### What the task asks:
Look through the data below for the line with "of the man's", and transcribe it exactly together with each line after it up to and including the line with "Target: car". Give nothing else.

*** Opening of Provided data ***

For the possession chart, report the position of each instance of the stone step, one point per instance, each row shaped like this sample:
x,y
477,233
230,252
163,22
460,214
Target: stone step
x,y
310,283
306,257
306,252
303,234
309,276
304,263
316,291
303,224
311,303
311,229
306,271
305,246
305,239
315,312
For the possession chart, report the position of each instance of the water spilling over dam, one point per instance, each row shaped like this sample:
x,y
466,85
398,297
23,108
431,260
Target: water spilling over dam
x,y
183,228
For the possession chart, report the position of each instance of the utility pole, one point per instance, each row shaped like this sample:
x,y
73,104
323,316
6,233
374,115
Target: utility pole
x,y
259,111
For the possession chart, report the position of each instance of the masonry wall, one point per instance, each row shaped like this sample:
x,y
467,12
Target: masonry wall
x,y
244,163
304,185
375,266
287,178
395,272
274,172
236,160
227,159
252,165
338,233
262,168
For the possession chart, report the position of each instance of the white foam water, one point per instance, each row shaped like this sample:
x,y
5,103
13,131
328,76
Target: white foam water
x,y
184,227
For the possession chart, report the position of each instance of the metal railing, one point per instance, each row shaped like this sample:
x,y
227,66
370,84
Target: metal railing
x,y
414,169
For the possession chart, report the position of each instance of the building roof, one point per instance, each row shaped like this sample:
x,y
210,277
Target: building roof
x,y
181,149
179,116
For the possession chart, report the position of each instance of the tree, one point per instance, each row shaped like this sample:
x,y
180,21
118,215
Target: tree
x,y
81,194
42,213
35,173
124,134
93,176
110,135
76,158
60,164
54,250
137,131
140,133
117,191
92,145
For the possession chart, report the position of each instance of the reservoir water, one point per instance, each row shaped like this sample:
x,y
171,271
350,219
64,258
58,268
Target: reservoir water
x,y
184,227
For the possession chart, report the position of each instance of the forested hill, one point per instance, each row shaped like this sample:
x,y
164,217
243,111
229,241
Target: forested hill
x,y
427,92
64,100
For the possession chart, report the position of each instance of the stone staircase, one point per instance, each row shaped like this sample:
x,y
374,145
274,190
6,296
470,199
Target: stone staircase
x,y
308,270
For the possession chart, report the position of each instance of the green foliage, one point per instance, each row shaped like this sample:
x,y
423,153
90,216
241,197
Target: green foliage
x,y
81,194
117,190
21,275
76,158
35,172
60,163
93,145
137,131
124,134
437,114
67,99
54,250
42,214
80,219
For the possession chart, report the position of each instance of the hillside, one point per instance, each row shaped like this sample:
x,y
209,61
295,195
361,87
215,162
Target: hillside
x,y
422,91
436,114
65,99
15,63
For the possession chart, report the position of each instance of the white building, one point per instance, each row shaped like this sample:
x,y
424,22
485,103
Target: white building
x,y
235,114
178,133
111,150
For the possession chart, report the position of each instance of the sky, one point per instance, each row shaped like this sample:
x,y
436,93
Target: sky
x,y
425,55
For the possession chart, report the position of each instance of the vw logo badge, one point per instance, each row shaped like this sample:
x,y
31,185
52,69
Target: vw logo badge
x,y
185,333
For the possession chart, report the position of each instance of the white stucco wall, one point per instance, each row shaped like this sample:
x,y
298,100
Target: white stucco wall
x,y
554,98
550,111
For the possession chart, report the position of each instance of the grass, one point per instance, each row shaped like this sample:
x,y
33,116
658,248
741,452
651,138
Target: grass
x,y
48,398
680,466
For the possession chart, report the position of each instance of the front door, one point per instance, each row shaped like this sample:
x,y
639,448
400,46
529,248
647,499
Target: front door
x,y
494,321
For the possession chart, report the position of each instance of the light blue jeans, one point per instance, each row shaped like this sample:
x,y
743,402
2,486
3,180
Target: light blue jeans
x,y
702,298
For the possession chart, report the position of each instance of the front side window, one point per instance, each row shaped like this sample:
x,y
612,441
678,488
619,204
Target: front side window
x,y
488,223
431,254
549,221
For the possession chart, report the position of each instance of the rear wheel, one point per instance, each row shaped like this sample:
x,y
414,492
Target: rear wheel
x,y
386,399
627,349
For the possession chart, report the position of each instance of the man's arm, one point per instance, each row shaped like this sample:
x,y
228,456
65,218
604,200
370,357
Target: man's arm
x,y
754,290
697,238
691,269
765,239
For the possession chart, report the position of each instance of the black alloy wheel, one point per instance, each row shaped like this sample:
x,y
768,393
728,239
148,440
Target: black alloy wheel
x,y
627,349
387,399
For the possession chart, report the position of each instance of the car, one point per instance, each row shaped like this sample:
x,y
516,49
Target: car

*** Close of Provided data ***
*** Opening of Provided data ***

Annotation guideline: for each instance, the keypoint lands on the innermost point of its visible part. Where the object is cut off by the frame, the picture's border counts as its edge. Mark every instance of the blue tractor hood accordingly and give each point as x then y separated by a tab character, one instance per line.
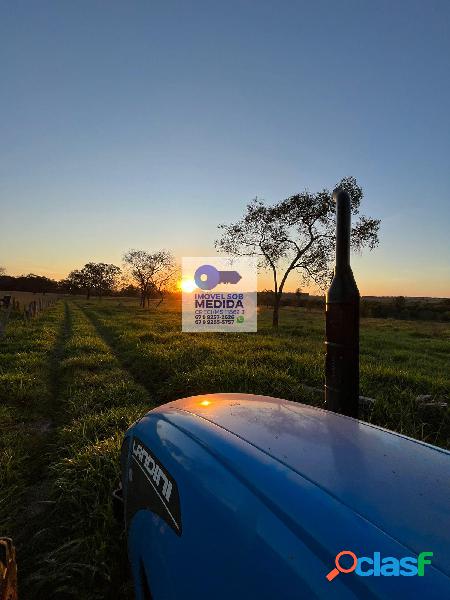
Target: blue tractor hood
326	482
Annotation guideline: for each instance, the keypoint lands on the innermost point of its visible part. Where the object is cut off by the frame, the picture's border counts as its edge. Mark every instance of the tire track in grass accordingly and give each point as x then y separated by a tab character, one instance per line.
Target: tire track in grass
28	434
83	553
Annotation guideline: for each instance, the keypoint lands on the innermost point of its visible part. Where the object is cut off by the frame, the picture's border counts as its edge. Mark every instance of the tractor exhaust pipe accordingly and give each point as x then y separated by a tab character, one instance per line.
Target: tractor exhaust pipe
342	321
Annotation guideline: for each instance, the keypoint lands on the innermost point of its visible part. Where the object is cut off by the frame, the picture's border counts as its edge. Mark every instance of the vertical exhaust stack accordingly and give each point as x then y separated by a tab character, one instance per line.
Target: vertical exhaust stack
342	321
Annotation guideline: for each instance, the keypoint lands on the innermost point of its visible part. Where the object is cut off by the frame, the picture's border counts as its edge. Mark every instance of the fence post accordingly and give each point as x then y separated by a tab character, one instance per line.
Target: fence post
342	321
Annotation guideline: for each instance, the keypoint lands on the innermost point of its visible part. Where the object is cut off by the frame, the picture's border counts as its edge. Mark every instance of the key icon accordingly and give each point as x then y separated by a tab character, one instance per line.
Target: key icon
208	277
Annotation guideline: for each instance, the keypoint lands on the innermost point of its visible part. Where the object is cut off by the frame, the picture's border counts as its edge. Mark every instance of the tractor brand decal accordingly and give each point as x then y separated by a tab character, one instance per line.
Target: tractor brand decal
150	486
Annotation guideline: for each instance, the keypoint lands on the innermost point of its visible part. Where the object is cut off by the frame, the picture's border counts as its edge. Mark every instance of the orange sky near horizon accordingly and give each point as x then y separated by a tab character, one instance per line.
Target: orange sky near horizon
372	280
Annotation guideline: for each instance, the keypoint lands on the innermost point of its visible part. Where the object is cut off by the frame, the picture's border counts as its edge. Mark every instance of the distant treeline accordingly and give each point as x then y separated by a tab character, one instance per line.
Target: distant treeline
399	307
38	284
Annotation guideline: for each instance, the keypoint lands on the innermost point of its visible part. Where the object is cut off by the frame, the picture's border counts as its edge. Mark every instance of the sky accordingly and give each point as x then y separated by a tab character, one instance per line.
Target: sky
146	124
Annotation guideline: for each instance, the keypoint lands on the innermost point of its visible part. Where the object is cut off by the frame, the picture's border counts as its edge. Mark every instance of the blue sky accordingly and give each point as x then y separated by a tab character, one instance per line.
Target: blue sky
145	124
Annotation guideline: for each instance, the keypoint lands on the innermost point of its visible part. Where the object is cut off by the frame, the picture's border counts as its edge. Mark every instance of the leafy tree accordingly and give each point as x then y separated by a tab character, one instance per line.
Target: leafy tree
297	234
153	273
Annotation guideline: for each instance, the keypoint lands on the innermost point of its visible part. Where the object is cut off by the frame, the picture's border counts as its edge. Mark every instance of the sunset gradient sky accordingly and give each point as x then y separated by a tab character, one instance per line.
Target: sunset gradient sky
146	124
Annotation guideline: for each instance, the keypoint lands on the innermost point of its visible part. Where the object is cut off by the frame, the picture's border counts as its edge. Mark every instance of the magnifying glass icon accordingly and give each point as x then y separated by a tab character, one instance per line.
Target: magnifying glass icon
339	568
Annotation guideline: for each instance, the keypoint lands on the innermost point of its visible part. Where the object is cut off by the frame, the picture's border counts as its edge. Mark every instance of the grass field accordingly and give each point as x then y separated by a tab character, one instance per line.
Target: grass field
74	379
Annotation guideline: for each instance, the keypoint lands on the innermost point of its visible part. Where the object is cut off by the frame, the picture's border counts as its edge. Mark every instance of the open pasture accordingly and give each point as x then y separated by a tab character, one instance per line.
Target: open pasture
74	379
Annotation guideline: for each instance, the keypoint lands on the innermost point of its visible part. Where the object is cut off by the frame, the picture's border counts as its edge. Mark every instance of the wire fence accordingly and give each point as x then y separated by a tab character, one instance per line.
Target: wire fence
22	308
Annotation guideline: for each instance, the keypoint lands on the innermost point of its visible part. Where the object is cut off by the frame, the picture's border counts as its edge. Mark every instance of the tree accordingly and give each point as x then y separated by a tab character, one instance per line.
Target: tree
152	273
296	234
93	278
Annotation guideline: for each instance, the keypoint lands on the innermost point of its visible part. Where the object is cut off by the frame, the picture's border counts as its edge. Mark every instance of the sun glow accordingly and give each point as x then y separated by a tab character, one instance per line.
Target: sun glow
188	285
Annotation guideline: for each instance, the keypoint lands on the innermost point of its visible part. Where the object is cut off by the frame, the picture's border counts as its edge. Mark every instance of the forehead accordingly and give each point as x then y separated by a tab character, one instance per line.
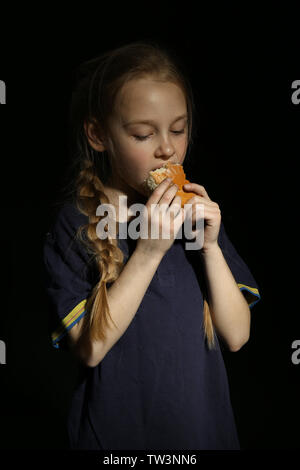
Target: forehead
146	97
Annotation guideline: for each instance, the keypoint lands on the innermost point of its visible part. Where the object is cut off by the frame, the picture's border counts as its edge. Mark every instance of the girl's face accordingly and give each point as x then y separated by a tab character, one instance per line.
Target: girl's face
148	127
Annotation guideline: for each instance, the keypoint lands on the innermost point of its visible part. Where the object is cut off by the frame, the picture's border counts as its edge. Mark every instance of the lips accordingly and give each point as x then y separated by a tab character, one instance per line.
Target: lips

*** Close of Provided data ***

### Task answer:
For the possession chart, report the position of each instance of the man's arm, one point per instance, each row shaped like this sample:
x,y
228,456
65,218
604,200
370,357
Target: man's arm
x,y
754,290
697,238
691,269
765,239
For the possession chart, report the position of each instance of the black alloy wheel, one point per instance, each row shaped like this sample:
x,y
768,393
728,239
148,440
Target: black alloy wheel
x,y
627,349
387,399
For the possession chart, report the position of each instance of the car, one point per instance, each row shaped like this sample:
x,y
516,49
Target: car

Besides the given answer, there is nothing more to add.